▸ **Source text**
_ _ _ _ _ _ _

By Harriet McLeod
CHARLESTON, South Carolina (Reuters) - Governor Nikki Haley, a Tea Party favorite elected last fall, rolled out her "report card" for the South Carolina Legislature at a town hall meeting Wednesday night at the College of Charleston.
The Republican governor said she will grade legislators from A to F depending on the level of support they show for her agenda.
The town hall meeting, one of several Haley is holding throughout the state, felt more like a pep rally with a large "We Are The Movement" sign on stage, a slogan-filled video and the governor's calls for applause.
Haley told the audience of about 400 people that her intent is to give voters what they want, including instituting roll call voting for lawmakers and allowing Medicaid to lower health care provider rates.
"Bashing legislators is not the intent of what this is supposed to do," she said.
But Haley's grading idea hasn't been warmly received by lawmakers.
"Who are they issuing the report card to, my wife or my mom or what?" said Republican Representative Chip Limehouse. "I vote with the best interests of my district in mind."

_ _ _ _ _ _ _

▸ **Data for review**
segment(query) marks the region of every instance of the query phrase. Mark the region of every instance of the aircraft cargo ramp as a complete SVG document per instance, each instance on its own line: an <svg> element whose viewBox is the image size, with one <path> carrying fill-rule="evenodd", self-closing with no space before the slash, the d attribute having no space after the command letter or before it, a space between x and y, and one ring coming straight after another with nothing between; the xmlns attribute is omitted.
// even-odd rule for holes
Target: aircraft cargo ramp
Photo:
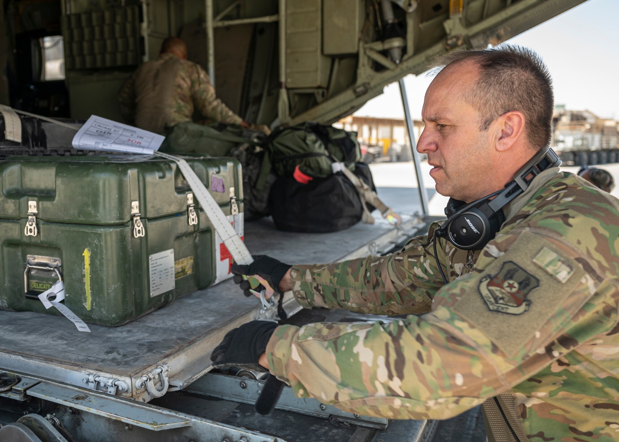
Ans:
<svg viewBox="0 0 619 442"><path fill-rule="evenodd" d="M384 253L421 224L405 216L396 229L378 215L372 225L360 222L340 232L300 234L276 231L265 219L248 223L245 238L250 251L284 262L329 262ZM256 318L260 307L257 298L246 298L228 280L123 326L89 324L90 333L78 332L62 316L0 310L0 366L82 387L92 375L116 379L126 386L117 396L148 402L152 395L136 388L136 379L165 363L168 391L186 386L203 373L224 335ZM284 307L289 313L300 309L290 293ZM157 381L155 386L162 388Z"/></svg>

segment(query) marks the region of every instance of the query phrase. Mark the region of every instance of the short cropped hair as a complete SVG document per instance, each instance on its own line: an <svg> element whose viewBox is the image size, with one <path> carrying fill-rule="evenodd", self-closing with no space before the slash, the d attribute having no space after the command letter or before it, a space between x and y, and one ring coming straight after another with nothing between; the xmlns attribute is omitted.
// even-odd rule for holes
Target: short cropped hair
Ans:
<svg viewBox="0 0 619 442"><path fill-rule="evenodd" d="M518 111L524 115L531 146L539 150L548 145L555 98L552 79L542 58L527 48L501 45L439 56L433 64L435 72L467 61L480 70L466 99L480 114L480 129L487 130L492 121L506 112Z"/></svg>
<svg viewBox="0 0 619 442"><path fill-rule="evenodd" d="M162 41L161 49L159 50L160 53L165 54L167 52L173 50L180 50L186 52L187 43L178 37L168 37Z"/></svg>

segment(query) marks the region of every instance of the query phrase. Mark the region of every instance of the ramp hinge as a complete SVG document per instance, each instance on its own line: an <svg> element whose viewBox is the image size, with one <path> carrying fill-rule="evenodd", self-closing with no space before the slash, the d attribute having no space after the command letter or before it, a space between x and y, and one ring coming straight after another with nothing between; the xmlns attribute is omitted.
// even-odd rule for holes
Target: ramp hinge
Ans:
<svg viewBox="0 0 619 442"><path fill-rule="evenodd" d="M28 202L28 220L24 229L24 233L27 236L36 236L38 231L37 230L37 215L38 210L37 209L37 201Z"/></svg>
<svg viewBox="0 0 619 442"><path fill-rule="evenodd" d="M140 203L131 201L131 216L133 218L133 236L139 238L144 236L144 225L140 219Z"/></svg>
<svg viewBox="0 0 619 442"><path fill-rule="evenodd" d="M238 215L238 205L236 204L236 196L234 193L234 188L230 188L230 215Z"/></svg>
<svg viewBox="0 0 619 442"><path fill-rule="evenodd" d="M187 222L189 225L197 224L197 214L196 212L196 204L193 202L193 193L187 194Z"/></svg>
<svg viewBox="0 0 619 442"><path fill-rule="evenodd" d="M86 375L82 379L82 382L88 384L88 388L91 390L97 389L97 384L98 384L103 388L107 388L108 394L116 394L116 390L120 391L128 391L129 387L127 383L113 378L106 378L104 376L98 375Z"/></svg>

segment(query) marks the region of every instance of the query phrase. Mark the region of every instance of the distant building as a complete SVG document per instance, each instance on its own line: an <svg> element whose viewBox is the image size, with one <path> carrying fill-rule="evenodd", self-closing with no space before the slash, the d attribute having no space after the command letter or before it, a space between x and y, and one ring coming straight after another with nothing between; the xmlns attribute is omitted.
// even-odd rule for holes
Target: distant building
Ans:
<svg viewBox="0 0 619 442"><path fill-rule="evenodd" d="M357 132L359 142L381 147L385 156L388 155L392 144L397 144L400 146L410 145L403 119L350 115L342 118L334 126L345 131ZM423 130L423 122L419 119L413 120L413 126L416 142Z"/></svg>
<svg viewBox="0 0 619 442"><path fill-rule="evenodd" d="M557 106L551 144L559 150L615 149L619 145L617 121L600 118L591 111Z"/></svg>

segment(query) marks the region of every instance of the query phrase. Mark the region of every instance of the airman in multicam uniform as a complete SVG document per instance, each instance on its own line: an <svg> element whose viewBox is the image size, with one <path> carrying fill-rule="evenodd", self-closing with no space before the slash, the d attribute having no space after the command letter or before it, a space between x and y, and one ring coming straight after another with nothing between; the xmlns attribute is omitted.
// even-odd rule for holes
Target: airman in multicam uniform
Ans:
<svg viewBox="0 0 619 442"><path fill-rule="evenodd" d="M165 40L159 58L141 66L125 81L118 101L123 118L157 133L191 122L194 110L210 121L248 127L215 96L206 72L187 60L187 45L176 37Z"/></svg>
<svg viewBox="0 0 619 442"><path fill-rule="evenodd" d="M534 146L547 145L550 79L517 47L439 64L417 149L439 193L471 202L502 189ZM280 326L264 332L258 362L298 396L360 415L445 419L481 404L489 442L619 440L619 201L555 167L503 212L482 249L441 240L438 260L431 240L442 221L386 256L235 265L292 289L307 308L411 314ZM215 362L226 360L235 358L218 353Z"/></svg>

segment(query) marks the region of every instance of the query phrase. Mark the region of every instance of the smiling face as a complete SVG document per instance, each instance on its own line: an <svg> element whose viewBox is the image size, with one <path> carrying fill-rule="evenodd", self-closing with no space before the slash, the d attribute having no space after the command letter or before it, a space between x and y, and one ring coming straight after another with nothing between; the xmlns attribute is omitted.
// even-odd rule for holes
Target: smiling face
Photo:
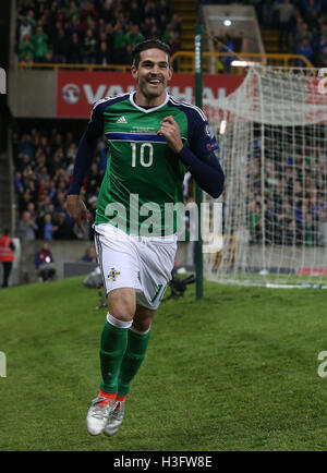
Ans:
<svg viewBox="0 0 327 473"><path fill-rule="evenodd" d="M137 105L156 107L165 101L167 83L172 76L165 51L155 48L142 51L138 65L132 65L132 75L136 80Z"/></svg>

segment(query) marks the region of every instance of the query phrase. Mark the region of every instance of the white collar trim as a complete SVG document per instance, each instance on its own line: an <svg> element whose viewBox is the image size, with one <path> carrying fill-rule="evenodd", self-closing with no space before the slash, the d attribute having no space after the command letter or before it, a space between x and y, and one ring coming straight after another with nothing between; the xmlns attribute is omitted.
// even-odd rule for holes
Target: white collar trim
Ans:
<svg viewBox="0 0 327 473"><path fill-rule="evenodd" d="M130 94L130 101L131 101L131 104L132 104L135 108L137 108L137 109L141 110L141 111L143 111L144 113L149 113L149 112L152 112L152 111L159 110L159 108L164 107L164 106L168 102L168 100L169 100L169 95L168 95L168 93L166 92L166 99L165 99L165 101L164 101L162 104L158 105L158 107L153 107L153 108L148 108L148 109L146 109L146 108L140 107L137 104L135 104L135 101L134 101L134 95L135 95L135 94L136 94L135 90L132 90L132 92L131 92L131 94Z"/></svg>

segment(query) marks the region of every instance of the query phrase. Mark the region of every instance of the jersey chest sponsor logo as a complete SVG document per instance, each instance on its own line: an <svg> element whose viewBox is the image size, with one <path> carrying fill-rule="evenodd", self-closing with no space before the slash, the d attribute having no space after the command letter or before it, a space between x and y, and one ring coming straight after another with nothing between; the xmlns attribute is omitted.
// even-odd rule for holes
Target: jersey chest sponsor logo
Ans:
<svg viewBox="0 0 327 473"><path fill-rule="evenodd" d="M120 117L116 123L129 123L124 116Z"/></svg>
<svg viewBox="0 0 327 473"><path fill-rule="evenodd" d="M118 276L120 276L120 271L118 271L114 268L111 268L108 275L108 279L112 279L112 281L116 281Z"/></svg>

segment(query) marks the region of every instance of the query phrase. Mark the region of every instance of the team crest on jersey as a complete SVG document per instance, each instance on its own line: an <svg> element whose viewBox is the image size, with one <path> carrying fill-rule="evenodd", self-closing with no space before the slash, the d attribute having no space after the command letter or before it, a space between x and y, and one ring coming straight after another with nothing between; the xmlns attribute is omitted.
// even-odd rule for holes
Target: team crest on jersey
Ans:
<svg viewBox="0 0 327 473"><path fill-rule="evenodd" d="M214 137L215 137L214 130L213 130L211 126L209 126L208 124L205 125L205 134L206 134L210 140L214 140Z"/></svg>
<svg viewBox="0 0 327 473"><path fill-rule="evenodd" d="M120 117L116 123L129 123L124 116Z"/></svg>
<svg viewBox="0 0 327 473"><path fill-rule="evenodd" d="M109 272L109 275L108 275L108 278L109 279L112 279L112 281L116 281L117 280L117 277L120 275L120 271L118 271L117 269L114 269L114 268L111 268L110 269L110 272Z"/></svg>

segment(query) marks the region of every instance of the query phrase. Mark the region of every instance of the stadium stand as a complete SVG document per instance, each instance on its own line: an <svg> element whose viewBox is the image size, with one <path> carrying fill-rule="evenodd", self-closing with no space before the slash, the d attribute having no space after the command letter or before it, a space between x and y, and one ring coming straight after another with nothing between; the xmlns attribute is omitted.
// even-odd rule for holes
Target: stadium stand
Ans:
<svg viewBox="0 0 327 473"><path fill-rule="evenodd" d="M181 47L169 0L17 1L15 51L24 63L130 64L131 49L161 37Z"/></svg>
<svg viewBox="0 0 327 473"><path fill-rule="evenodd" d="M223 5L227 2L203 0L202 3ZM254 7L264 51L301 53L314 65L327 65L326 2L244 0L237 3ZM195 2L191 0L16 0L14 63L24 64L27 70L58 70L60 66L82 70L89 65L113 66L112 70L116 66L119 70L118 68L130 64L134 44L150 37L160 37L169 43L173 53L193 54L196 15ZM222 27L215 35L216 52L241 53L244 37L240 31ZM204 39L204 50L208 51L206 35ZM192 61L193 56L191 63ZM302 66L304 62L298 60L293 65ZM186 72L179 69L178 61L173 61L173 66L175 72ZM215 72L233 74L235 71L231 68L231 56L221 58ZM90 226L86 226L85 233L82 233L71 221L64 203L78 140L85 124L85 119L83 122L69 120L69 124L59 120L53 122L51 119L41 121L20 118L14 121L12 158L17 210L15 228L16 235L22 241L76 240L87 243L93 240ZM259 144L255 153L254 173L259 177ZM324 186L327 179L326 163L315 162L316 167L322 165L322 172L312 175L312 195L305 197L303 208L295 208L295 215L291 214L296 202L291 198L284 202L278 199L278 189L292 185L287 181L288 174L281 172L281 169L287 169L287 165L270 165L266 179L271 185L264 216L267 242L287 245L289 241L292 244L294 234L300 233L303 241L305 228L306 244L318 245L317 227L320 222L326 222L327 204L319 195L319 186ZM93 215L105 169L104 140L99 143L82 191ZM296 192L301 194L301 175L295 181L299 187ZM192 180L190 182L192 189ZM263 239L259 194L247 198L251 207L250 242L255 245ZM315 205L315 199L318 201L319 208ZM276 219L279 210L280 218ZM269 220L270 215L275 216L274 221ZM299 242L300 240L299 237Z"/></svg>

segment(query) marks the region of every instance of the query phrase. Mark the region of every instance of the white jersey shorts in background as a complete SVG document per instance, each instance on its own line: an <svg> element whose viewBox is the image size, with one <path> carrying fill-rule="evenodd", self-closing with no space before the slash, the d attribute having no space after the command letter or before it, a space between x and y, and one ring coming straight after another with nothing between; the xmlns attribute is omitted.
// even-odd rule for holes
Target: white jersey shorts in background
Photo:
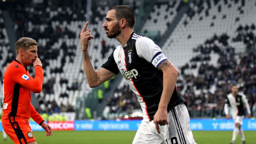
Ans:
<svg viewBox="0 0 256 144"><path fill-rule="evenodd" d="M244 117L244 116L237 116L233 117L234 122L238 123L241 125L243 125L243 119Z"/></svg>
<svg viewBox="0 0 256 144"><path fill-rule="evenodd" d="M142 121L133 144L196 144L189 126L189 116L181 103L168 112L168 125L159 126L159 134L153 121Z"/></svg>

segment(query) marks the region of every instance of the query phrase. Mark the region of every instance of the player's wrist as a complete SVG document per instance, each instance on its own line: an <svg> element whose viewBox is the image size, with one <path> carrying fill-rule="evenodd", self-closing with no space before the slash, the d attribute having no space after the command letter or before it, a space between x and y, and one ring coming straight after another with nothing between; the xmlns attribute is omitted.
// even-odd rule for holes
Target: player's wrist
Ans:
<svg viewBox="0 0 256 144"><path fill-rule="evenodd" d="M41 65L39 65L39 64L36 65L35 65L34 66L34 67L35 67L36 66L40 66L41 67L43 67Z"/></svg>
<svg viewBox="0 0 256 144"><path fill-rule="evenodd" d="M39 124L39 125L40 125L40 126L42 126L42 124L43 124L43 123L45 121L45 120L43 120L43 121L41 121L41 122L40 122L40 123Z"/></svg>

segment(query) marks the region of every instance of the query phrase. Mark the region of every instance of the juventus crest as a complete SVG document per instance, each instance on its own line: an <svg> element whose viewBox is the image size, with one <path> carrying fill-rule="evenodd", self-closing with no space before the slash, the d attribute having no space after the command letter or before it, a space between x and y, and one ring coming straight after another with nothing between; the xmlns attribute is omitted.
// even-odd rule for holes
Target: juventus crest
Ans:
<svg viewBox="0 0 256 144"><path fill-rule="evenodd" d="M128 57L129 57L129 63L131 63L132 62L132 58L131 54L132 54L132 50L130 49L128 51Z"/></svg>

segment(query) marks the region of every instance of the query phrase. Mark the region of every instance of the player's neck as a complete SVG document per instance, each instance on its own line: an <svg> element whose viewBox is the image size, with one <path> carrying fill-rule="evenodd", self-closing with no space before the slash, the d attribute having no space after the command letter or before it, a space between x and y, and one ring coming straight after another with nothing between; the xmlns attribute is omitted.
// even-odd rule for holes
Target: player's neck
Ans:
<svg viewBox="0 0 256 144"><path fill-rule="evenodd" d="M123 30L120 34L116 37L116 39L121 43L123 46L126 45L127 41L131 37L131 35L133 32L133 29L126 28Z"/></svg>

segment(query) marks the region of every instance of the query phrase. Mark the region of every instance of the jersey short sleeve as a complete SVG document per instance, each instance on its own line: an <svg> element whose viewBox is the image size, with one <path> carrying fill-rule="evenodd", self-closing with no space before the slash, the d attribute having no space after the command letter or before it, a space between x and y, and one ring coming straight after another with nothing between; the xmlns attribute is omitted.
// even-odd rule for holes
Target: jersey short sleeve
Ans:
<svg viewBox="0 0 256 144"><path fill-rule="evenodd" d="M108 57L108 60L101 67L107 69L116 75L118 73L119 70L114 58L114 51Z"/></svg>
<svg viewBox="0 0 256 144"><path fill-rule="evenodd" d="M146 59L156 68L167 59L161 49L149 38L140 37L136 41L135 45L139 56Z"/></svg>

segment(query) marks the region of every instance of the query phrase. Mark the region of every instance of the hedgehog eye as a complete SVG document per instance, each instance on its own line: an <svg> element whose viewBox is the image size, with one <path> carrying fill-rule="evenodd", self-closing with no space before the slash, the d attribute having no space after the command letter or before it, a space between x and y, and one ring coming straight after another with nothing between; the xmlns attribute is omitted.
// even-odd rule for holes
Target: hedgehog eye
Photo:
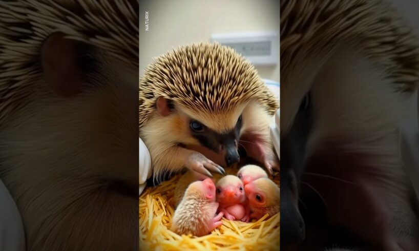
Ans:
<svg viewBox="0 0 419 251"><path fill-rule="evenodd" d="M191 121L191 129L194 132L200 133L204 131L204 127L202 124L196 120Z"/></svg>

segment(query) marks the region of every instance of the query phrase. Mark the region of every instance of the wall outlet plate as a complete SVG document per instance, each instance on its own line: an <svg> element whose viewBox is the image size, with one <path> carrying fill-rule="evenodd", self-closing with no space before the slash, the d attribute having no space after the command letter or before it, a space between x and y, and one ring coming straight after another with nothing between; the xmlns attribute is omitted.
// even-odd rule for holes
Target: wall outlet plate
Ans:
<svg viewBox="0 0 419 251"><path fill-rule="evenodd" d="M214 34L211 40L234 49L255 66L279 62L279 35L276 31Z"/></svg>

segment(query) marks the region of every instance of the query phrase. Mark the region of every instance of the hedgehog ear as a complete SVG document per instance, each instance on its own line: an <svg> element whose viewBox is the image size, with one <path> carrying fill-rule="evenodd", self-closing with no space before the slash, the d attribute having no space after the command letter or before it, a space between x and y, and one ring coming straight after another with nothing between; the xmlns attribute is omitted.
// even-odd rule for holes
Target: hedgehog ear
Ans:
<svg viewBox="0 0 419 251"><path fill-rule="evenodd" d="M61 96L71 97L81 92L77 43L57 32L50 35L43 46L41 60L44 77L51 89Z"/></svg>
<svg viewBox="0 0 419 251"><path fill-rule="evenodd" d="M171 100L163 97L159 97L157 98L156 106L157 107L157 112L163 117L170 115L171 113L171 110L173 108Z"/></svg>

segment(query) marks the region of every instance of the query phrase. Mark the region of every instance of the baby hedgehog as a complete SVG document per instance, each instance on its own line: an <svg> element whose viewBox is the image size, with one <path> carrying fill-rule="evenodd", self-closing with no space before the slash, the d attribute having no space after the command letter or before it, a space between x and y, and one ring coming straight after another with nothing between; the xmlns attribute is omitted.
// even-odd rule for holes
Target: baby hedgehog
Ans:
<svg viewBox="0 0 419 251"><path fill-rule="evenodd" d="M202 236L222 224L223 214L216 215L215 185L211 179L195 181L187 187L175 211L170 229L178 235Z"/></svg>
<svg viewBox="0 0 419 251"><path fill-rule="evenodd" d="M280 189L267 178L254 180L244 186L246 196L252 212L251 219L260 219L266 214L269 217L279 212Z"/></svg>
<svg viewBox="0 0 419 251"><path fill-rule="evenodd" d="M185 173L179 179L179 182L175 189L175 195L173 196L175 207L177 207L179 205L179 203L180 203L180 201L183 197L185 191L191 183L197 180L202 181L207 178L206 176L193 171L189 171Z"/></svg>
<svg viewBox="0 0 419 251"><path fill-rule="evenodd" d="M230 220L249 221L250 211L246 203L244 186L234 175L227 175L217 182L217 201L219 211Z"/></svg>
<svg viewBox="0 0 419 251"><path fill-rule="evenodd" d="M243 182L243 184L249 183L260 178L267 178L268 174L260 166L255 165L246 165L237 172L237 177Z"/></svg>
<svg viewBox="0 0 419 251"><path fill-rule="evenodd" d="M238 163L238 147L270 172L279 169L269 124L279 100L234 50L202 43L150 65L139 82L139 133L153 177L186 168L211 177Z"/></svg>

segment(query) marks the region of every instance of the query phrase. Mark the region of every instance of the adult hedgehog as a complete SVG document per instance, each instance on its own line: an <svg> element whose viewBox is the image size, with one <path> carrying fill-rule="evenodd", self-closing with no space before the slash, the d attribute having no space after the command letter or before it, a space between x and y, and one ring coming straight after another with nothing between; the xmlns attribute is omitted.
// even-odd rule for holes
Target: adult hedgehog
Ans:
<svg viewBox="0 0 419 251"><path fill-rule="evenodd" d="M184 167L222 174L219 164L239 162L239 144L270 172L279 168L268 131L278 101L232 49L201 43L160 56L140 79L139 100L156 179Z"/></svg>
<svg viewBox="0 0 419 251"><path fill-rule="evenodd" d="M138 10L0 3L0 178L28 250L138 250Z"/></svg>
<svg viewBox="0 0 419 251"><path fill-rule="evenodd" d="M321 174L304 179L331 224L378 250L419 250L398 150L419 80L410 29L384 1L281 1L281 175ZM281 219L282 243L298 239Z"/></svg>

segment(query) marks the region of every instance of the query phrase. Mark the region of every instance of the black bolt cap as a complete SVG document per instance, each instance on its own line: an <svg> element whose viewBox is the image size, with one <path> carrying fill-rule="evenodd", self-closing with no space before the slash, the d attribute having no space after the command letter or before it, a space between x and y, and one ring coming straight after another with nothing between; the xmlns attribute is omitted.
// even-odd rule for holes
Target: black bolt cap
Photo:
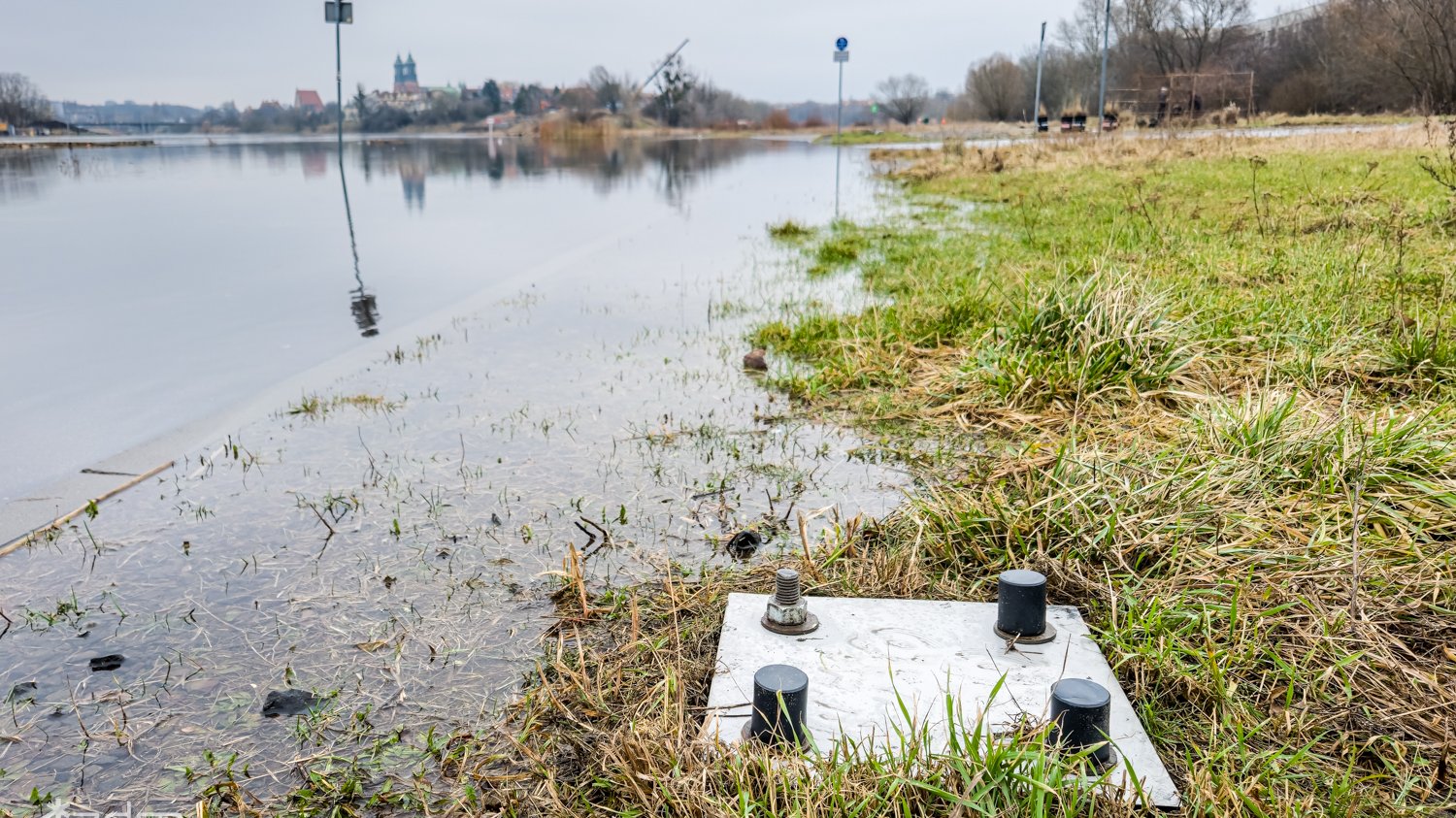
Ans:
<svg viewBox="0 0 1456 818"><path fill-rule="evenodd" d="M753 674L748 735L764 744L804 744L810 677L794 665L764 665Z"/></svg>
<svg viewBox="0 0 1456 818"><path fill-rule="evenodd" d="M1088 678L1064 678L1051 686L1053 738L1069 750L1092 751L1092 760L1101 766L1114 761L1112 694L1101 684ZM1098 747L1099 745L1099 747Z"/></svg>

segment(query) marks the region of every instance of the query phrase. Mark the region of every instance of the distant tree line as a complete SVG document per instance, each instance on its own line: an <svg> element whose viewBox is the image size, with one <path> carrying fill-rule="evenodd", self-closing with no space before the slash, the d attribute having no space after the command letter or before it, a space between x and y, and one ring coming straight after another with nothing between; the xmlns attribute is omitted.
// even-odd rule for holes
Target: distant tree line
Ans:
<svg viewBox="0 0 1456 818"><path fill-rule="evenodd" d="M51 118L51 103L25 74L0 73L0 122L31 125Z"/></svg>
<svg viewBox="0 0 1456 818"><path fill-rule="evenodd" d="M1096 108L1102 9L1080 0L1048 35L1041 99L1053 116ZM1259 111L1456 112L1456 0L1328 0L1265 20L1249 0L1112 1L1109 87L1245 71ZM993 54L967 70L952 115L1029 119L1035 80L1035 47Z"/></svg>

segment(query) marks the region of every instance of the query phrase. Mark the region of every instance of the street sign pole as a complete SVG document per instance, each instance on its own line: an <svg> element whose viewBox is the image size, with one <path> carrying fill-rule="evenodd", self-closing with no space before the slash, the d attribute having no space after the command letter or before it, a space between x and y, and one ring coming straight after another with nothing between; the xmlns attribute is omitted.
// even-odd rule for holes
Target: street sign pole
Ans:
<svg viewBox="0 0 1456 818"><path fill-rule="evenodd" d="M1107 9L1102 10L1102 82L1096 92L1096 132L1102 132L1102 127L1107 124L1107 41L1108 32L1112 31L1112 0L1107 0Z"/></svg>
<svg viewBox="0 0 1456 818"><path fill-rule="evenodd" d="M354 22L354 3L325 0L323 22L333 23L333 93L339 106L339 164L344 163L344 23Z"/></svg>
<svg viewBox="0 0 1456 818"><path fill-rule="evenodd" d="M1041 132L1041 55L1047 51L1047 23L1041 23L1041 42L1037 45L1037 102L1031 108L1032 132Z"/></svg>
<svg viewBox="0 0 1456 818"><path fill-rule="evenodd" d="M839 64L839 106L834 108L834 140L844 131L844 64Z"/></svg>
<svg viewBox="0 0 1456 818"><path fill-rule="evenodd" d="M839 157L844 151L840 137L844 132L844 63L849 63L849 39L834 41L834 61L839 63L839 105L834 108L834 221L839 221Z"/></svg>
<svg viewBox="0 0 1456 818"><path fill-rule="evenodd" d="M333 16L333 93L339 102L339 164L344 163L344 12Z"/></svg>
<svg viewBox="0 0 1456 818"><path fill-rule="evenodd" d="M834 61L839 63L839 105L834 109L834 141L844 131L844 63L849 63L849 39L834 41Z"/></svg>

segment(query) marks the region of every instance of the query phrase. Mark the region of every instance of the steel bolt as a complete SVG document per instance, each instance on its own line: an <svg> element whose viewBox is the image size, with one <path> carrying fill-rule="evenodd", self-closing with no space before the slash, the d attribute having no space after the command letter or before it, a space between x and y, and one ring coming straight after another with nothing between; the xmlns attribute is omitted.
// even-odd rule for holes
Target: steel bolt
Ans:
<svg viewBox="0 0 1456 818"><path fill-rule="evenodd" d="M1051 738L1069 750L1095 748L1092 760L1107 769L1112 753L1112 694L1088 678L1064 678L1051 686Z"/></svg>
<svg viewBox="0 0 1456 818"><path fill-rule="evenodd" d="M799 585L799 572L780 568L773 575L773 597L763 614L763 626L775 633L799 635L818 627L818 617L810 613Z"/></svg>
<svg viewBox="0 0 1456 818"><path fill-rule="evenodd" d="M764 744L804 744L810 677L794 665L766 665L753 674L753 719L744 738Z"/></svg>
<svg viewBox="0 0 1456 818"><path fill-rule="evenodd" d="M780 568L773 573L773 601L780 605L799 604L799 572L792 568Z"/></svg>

_ _ _ _ _ _ _

▸ **Work request A**
In the Haley report card article, about how many people attended the town hall meeting at the College of Charleston?
▸ **Work request B**
Pick up the Haley report card article after its final paragraph and keep it going.
The lines have nothing to do with the Haley report card article.

▸ **Answer space A**
About 400 people.

▸ **Answer space B**
Democrats in the state's House have introduced legislation that would require lawmakers to grade the governor's performance.
"I don't think anybody should be a puppet for the governor," said Democratic Representative John King, a sponsor of the bill. "We are a voice for our constituents and not for the governor."
Karl Kurtz, a political scientist with the nonprofit and non-partisan National Conference of State Legislatures in Denver, said governors typically keep a mental checklist of how legislators handle their priority issues.
"If that's the case, then why shouldn't they publish it?" he said.
"On the other hand, it has some negative images," Kurtz said. "This is the sort of thing that is done by narrow special interest groups. You'd think that the governor as the leader of the whole state would be above that."